Excerpt –
## Start

From the University of Texas Press, the 175-page book features an introduction by revered author John Graves, who writes of the kinship between vaquero and cowboy and about how the “old, old ways,” which Wittliff preserves in these “lovely and meaningful photographs,” still tug at the modern imagination.
 
In the afterword, BILL WITTLIFF remembers this early experience of his photographic career in “little blocks—almost like frames on a roll of film.” A small excerpt is presented here: 
 
—I had a used Nikon I’d bought when our son Reid was born two years before, so by then I knew the basics of photography, though I had not yet learned that good photographs are made by the eye, not by the camera.

—The ranch itself was 360,000 acres without a cross fence. Everything that grew out of the ground had thorns.

—Most of what we were seeing of the cow work had long ago disappeared in Texas, and one had the feeling that it was disappearing here, too.

## End

Exercise task 1 – Turn the entries, from the line containing "Please indicate the white wainscoting" through the end, into a numbered list with blank lines left out.
Exercise task 2 – Go on with the excerpt about Bill Wittliff's vaquero photographs, picking up after its last sentence.

The input –
## Start

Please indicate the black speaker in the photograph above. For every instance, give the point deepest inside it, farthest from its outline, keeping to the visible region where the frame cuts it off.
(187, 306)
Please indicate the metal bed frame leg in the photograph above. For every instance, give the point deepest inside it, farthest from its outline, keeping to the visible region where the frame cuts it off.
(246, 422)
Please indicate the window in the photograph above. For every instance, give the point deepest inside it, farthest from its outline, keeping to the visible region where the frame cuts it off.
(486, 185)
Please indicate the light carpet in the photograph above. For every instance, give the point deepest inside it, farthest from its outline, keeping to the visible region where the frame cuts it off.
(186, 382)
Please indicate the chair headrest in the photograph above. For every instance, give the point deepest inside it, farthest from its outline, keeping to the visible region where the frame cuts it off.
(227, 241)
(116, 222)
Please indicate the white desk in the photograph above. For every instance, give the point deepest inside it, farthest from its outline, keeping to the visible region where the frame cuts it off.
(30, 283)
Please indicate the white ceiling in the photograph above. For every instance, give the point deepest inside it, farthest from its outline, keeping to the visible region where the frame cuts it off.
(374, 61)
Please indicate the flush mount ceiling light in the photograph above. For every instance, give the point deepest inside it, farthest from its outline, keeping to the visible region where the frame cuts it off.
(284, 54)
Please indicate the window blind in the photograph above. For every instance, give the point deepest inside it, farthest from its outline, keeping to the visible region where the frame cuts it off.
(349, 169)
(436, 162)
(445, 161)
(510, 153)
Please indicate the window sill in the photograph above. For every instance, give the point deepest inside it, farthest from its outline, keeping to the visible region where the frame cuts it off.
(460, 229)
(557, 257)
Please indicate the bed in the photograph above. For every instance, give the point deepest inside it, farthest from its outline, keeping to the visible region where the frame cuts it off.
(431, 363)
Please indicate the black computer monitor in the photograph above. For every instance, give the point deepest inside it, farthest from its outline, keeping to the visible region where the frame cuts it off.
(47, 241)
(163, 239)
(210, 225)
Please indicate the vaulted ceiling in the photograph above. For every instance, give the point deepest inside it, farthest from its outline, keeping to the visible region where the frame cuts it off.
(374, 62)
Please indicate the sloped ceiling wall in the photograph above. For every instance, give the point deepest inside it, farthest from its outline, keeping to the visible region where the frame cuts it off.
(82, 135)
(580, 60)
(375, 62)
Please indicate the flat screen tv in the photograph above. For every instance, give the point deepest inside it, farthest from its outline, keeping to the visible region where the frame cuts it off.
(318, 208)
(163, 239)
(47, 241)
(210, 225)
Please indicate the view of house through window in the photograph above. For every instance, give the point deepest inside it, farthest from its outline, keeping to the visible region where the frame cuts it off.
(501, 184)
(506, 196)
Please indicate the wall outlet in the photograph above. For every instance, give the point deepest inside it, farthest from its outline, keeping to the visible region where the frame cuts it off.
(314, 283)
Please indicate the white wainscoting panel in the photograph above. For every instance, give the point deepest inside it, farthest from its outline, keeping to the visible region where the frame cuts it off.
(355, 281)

## End

Written response 1 –
1. Please indicate the white wainscoting panel in the photograph above. For every instance, give the point deepest inside it, farthest from its outline, keeping to the visible region where the frame cuts it off.
2. (355, 281)

Written response 2 –
—Everything was pretty much done in the old ways, though there were small concessions here and there to the ‘modern’ world, rubber tires on the chuckwagon being the most obvious.

—Initially I rode with the vaqueros, thinking a horse would be a good moving platform from which to photograph, but the vaqueros, by looks and frowns, let me know they thought a horse was more properly a moving platform from which to work cattle. I couldn’t both take pictures and work cattle without offending them, so I turned my horse back to Cuco, the remudero, and from then on I did my picture-taking afoot.

—I never saw an airplane fly over. Not once. This added to the illusion that I was walking through the long ago.

—I made my camp away from the vaqueros’ so my stuff wouldn’t get in any of the pictures. Just before sleep every night I’d try to imagine what I might see the next day that’d make a good picture. A number of times I got very close to the picture I had imagined—but then the use of the imagination has always been a form of conjuring.

—I never knew even one of the vaqueros who wished he were doing something else to make his living.